To be done:
(A) In the forum thread below about burning inlays, reproduce word for word the passage that begins at the words "I've gotten some" and stops after "(Feb 19, 2012)".
(B) According to the reply in the forum thread below about burning inlays, which wood burns even worse than maple under a router?

Given passage:
** START **
# Burning Inlays - Help



## Capwood (Nov 25, 2012)

I've gotten some good results from the 1/8" bit and router inlay kit; but I've had to go quick on the inlay. I wanted to put a maple inlay into padauk, and have been successful so long as I go quick on the inlay piece.

That is, I made the template and started the inlay piece out of maple. But, when I plunged into the maple, making sure to be along the edge, I burnt a couple of them. I did a couple successfully, but had to start moving along the template very quickly to avoid the burning. Is there a trick to doing this?

Thanks,
Joe


----------



## Jory (Feb 19, 2012)

*burnt inlays*

You are lucky that you are not trying to inlay cherry. If you think a router burns maple cherry is much worse. If your router has adjustable speed I would try dialing in at the slowest speed possible.
** END **
Entries supplied:
** START **
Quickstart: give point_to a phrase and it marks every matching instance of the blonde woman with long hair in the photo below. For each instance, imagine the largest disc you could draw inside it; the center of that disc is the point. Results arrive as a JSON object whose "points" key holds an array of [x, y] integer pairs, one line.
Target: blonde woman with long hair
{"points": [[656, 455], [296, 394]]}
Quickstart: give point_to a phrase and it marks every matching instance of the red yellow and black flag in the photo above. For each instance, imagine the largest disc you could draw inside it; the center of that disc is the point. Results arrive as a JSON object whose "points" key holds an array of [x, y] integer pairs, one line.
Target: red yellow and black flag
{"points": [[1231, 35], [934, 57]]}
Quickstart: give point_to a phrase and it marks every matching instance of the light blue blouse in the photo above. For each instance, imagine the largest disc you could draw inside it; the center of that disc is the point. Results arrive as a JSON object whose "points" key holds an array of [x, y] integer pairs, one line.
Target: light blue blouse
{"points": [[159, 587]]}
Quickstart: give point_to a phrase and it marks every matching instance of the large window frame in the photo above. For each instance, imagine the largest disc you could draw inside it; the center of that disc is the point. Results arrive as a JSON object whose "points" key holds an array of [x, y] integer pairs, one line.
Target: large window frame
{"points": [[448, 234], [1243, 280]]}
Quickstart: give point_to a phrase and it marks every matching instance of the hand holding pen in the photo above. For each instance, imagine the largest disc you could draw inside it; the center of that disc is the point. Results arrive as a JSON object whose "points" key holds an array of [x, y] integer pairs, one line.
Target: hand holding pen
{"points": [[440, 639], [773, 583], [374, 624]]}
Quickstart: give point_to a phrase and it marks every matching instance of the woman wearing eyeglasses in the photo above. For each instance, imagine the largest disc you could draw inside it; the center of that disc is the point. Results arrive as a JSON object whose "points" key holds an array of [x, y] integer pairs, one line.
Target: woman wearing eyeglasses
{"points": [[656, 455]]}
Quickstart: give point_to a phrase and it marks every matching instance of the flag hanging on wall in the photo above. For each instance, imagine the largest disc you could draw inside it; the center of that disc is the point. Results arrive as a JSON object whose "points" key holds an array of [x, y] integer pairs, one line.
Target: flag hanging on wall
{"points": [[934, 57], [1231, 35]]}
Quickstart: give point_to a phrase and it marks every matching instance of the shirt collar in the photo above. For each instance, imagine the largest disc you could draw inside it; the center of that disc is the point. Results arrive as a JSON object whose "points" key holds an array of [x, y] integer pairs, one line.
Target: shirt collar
** END **
List of solutions:
(A)
I've gotten some good results from the 1/8" bit and router inlay kit; but I've had to go quick on the inlay. I wanted to put a maple inlay into padauk, and have been successful so long as I go quick on the inlay piece.

That is, I made the template and started the inlay piece out of maple. But, when I plunged into the maple, making sure to be along the edge, I burnt a couple of them. I did a couple successfully, but had to start moving along the template very quickly to avoid the burning. Is there a trick to doing this?

Thanks,
Joe


----------



## Jory (Feb 19, 2012)

(B) Cherry.